__Requirement__
Can you copy out all of the material below, substituting "widest" for every "thickest", changing nothing else and leaving out the pictures?

[Object point labels]

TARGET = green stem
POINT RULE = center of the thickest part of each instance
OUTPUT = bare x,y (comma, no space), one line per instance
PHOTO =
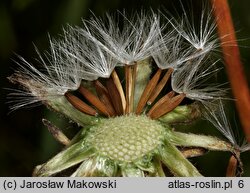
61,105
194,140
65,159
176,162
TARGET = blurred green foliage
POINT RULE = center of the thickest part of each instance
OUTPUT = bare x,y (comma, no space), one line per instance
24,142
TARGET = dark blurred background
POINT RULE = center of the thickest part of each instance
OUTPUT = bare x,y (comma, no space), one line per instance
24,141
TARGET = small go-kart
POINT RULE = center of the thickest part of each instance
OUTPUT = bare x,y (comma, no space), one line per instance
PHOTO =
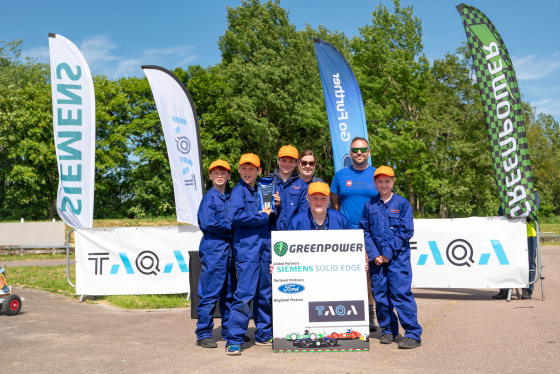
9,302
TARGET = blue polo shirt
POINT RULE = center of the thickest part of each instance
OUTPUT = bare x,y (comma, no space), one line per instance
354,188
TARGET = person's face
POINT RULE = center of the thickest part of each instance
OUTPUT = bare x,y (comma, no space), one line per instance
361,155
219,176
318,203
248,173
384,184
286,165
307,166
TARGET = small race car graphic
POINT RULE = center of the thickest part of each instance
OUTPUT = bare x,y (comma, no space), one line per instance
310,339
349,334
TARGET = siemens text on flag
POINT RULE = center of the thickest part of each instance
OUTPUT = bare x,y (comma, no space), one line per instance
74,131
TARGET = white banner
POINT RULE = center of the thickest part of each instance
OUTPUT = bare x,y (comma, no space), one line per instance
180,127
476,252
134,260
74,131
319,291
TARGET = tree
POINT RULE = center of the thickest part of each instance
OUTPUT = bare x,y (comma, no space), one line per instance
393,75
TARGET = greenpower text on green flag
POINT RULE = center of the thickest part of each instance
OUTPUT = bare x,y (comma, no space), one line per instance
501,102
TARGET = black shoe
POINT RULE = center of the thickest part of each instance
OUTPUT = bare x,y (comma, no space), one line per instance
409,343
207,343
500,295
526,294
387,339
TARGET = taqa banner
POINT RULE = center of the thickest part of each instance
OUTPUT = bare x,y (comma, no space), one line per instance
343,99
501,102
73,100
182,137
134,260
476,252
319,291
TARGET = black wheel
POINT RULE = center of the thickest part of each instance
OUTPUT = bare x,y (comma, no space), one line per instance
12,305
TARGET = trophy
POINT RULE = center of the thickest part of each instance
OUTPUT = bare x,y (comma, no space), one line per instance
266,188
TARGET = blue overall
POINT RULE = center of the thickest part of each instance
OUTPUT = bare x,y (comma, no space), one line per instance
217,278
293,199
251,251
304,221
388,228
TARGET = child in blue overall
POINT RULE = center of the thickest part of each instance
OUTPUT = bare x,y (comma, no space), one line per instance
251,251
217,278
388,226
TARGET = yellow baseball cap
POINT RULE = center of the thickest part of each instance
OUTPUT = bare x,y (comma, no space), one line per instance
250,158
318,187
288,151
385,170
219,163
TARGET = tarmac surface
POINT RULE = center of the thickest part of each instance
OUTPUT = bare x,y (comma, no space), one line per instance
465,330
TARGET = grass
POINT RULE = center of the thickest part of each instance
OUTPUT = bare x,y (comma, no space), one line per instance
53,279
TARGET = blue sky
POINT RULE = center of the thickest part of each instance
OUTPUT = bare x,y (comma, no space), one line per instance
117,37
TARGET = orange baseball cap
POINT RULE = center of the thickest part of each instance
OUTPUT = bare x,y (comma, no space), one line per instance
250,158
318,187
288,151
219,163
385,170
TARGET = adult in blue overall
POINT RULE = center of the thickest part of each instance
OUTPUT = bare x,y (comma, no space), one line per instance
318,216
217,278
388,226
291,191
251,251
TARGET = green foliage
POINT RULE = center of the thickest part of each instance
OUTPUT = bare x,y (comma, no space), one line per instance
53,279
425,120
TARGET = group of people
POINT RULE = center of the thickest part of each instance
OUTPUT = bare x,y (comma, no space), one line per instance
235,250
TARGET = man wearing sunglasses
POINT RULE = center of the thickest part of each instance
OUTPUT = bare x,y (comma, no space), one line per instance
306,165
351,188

__Written reply__
TARGET = green stem
POINT RULE = center of the widest part of each instance
OUTPUT = bare x,y (comma, no space), one line per instance
PHOTO =
61,105
194,140
65,159
176,162
TARGET = blurred green foliage
POINT RULE = center of the widest part of each instance
OUTPUT = bare x,y (comma, no space), one line per instance
24,142
TARGET = dark blurred background
POINT RULE = center of the widest part of each instance
OUTPUT = bare x,y (comma, no space), one line per instance
24,141
TARGET = small go-kart
POINT RULE = center of the widest part of each instance
OUTPUT = bare x,y (comma, no space), one line per instance
PHOTO =
9,302
TARGET = blue polo shirt
POINT RULE = center of the widest part of each instance
OUTPUT = bare x,y (comma, no space), one line per instance
354,188
TARGET = person's face
POINT RULE = center of the widest part of each instance
OUTPUT = bare x,y (comma, no space), one line per instance
361,155
219,176
318,203
248,173
384,184
286,165
307,166
TARGET = small race car graphic
POINT RULE = center of the widest part of each instance
OUTPUT = bare x,y (comma, no space), one line per instance
310,339
349,334
TARGET = siemens text on flag
POINT RULE = center of the widest part of each instance
OUTPUT = bare x,y (comma, no space), one line per instance
74,131
TARGET = white banner
POINT RULE = center of the widest part of each instance
OUTPUT = bare x,y (comma, no space), one line per instance
180,127
476,252
134,260
74,131
319,291
TARGET = tree
POINT RULE = center of the widest part of each instance
OUTPUT = bare x,y (comma, no space), one line per instance
393,75
TARGET = greenpower text on green flag
POINT RULE = center of the widest part of each instance
OUTPUT = bare x,y (comma, no space), one line per instance
501,102
TARGET = black shoe
POINT RULE = center of the widest part of each instance
OUTPUT = bare x,y (comma, no space), one line per instance
409,343
207,343
500,295
526,294
387,339
TARGET = taqa banner
POINT RULE = center of the widest part of each instance
OUTPUT = bare x,y (comma, no space), one line per instance
343,99
501,102
73,100
182,137
134,260
476,252
319,291
TARGET = black wheel
POINT RULE = center of the widest part of each instance
OUTPUT = bare x,y (comma, no space), one line per instance
12,305
TARGET = trophy
POINT RULE = center of the widest part of each instance
OUTPUT = bare x,y (comma, no space), one line per instance
266,188
TARGET = blue overall
POINT RULE = center of the widest part of each instance
OUTPUT = bare x,y (comma, no space), one line per instance
217,278
293,199
251,251
304,221
388,228
TARGET = child in blue overall
POINT RULE = center of the widest part of each instance
OUTPUT = bare x,y (comma, no space), one line per instance
251,251
217,278
388,226
TARGET = yellow baseball cap
POINT RULE = center of the widest part of each instance
OUTPUT = bare x,y (comma, no space), one line per instance
250,158
318,187
288,151
385,170
219,163
TARGET = tarmac surface
POINT RULE = center of the widest part of each instance
OUTPUT = bare x,y (comma, no space), one line per instance
465,330
TARGET = grass
POINT RULE = center of the widest part of each instance
OUTPUT = bare x,y (comma, no space), one line per instance
53,279
TARGET = blue sky
POINT RULE = center of the widest part of each instance
OUTPUT = bare x,y (comma, no space), one line per instance
117,37
TARGET = orange baseball cap
POINT RULE = center of the widest part of each instance
OUTPUT = bare x,y (comma, no space), one line per instance
250,158
318,187
288,151
219,163
385,170
TARGET = adult in blue overall
POINT RULE = center of the widest part of each instance
OUTPUT = bare x,y (comma, no space), one line per instance
318,216
217,278
388,226
291,191
251,251
TARGET = green foliage
POINT RULE = center of the widest part of each instance
OUTPUT = bare x,y (comma, no space), one line per instance
53,279
425,120
TARGET = group of people
POINT RULE = center of the widest part of each instance
OUTPUT = bare x,y (comma, no space), one line per instance
235,250
TARGET = man wearing sunglasses
POINT RULE = center of the widest part of each instance
OUTPUT = bare x,y (comma, no space), one line per instance
306,165
351,188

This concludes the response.